Given task 1
Can you repeat the law firm page on business transactions word for word, from "When starting a" to "their personal income tax return."?
Given task 2
Can you pick up the law firm page on business transactions after its last sentence and write the next part?

Text excerpt
┌────────

Reputable Law Firm Guides Clients Through Business Transactions in California

Trustworthy Palm Springs attorneys help your business achieve its goals

Business transactions are contractual in nature; consequently, they are document intensive. The most common business transactions involve business entity formation, purchases and sales. These transactions have significant legal ramifications, which is why it’s important to retain an experienced California business attorney to represent you throughout the process. At Schlecht, Shevlin & Shoenberger in Palm Springs, we guide small business owners in the Coachella Valley and Riverside County area through each step of a transaction to help them accomplish their objectives.

Personalized advice on business entity formation

When starting a business, it’s important to choose the type of entity that best matches your goals. Under California law, there are a variety of entities to choose from, each with advantages and disadvantages. Our lawyers can help you select among these:

  • Corporation — A corporation provides the highest level of protection from personal liability for the owners. With a corporation, you can sell shares to raise capital for your operations, and you pay corporate taxes separately from your personal income tax.
  • Limited liability company — The LLC is the most popular business entity in the country. LLCs provide owners with protection from personal liability, but the owners can still report income on their personal income tax return.
  • General partnership — A GP consists of at least two partners or owners who are jointly liable for the partnership’s obligations. Profits of the partnership are taxed as personal income.
  • Limited partnership — In an LP, one general partner controls the business and accepts unlimited liability, while any number of limited partners can be liable only up to the level of their participation. Profits are taxed as personal income.
  • Limited liability partnership — An LLP is available for practitioners of certain professions, who are obligated to retain certain levels of liability insurance. Profits are taxed as personal income.
  • Sole proprietorship — This entity provides no protection from personal liability for the business’s obligations. On the plus side, a sole proprietorship gives the owner total control over operations, and tax reporting is done through the owner’s personal income tax return.

Our attorneys will help you form the entity in accordance with California law and prepare the organizational documents, including articles of incorporation, bylaws and operating agreements. These documents also address the important issues of succession, buyouts, key personnel provisions and other critical matters.

└────────

Stored data
┌────────

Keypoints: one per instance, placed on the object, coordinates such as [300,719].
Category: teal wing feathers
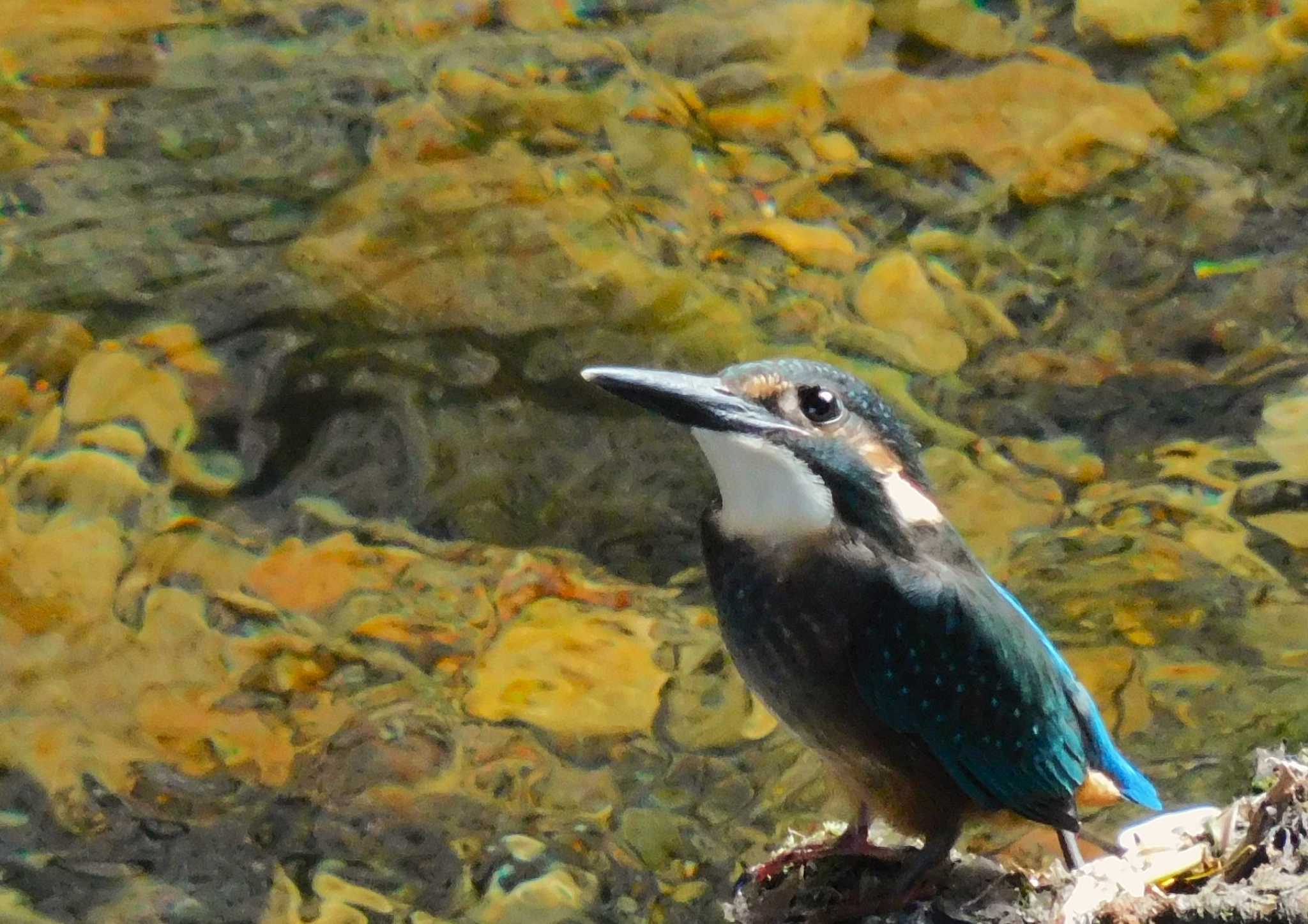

└────────

Task response 1
When starting a business, it’s important to choose the type of entity that best matches your goals. Under California law, there are a variety of entities to choose from, each with advantages and disadvantages. Our lawyers can help you select among these:

  • Corporation — A corporation provides the highest level of protection from personal liability for the owners. With a corporation, you can sell shares to raise capital for your operations, and you pay corporate taxes separately from your personal income tax.
  • Limited liability company — The LLC is the most popular business entity in the country. LLCs provide owners with protection from personal liability, but the owners can still report income on their personal income tax return.

Task response 2
Knowledgeable advice for buying or selling a business

If you are planning to buy or sell a business, our firm guides you every step of the way. The key steps in the buy-sell transaction are:

  • The letter of intent (LOI) —This document sets out the basic terms of the transaction, but it is usually structure to be nonbinding. Nevertheless, the LOI is the foundation for the purchase and sale agreement and should be drafted by a business transactions attorney.
  • The purchase and sale agreement — Our attorneys draft and review contracts to buy or sell a business to protect your financial interests.
  • Due diligence — The buyer must have an opportunity to investigate the seller’s business. The due diligence clause in the contract allows the buyer to investigate the accounting records and other key documents concerning the financial and legal health of the business.
  • Closing — The transaction is complete when the buyer and seller exchange funds for the business at closing.

To protect your deal, our business attorneys keep the transaction on track from the initial preparation through closing, so you can have confidence every step of the way.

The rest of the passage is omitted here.